> _Provided records_
▼

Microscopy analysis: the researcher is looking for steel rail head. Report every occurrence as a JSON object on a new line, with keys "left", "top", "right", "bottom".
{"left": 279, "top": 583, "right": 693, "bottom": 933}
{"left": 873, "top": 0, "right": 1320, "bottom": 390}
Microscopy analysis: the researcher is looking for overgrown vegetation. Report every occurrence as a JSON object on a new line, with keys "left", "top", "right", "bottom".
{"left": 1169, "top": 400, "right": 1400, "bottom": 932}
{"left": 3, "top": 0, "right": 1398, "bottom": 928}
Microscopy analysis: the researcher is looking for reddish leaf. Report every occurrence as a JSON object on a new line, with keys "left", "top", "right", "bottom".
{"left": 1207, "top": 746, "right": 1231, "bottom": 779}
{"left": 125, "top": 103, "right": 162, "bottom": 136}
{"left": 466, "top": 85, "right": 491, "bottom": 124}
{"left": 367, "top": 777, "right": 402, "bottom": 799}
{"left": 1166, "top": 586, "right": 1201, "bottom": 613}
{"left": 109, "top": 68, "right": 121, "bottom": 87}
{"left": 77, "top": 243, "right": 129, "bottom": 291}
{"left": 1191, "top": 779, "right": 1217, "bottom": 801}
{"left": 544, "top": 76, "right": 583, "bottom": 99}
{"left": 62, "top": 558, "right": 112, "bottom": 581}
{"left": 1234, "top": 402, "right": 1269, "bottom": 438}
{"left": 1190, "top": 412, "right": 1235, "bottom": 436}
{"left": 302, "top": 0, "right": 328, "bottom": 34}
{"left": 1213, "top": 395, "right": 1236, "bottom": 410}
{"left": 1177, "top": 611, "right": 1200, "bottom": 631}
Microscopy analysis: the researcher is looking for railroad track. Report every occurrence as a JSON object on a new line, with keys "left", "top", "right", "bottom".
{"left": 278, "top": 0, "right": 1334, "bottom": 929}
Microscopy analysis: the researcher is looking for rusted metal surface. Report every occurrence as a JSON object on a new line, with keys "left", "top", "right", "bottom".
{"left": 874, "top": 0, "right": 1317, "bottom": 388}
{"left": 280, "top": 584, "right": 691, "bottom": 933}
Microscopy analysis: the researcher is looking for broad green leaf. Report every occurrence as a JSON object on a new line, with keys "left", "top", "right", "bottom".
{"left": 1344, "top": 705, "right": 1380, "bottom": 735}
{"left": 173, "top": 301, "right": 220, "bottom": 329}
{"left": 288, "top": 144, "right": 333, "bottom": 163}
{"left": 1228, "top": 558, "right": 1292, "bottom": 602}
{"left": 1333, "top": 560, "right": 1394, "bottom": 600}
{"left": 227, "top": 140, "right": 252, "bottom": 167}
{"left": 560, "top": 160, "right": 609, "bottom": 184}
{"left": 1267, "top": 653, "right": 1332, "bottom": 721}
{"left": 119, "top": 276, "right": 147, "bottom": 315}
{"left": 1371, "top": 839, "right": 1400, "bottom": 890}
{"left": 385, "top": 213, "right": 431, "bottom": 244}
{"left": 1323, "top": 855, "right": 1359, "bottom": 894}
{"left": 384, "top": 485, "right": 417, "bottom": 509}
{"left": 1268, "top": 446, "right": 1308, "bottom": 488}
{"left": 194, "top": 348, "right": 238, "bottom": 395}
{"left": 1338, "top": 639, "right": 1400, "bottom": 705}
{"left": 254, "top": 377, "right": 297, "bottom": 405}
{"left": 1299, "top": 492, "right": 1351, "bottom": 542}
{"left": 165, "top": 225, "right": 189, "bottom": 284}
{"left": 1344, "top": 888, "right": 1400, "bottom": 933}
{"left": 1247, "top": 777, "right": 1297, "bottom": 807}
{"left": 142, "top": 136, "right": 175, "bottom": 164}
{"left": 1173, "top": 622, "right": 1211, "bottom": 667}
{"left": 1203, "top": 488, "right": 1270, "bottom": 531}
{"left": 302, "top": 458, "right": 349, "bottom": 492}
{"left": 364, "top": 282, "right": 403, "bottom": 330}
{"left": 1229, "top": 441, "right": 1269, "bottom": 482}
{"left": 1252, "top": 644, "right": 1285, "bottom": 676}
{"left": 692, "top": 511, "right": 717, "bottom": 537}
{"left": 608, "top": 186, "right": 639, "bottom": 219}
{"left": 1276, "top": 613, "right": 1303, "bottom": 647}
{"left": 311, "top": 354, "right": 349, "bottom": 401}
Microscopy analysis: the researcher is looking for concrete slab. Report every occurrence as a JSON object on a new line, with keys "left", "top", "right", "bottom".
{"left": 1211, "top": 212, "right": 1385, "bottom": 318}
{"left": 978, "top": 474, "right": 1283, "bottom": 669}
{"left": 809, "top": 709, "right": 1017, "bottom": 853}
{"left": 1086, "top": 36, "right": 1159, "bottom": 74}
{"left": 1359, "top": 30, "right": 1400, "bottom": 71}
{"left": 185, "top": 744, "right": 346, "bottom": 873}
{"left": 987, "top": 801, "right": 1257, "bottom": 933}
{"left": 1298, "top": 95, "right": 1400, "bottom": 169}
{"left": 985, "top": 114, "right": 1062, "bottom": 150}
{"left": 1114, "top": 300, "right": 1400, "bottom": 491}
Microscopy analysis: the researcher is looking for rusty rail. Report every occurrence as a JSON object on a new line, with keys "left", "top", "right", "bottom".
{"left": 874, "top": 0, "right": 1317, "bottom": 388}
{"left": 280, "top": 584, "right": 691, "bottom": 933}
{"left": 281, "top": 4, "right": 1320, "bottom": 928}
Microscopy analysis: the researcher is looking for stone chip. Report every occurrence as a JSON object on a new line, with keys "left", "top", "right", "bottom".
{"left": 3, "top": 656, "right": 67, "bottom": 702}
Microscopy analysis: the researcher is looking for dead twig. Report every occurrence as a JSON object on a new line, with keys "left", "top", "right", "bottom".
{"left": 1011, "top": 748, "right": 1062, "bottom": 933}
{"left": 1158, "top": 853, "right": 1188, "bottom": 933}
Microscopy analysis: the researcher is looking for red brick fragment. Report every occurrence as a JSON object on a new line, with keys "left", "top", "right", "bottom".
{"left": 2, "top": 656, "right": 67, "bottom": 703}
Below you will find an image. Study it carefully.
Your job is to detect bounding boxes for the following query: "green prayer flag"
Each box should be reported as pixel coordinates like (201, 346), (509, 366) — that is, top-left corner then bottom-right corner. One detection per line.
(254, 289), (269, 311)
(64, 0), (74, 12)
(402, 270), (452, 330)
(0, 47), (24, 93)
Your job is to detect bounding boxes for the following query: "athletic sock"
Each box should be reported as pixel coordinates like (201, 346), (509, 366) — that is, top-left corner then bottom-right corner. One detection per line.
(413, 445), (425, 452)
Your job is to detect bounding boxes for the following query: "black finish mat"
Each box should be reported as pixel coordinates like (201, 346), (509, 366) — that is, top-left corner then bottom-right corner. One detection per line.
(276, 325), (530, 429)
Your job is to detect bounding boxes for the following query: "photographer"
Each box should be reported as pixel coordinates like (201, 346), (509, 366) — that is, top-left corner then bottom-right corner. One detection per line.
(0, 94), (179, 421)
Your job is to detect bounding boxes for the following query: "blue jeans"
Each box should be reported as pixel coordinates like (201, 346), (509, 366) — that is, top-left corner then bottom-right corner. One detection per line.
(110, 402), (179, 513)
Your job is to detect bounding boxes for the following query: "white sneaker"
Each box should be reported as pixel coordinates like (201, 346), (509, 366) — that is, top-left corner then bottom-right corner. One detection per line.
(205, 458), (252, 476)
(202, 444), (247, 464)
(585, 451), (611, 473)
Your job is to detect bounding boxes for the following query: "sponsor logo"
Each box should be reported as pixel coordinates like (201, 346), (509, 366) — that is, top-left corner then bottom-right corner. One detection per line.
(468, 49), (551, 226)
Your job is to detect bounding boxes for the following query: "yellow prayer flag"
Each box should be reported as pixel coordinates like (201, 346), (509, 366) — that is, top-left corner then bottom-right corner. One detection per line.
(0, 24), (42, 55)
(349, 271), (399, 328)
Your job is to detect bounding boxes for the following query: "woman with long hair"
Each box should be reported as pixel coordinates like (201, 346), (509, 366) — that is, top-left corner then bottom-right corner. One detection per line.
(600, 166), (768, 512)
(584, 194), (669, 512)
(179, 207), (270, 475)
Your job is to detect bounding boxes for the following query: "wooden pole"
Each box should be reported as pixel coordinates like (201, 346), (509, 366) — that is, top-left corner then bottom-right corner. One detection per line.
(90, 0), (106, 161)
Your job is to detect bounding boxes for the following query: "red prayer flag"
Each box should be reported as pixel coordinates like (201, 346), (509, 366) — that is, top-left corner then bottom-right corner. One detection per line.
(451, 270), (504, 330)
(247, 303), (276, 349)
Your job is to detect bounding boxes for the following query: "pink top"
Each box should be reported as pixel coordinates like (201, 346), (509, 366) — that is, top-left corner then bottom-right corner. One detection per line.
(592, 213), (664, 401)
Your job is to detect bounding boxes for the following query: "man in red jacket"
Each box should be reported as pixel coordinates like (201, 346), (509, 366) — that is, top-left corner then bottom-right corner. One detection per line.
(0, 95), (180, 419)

▲

> _Exercise prompt_
I need the number of lines in the entries that include "flag"; please give that number and nothing else.

> _Output_
3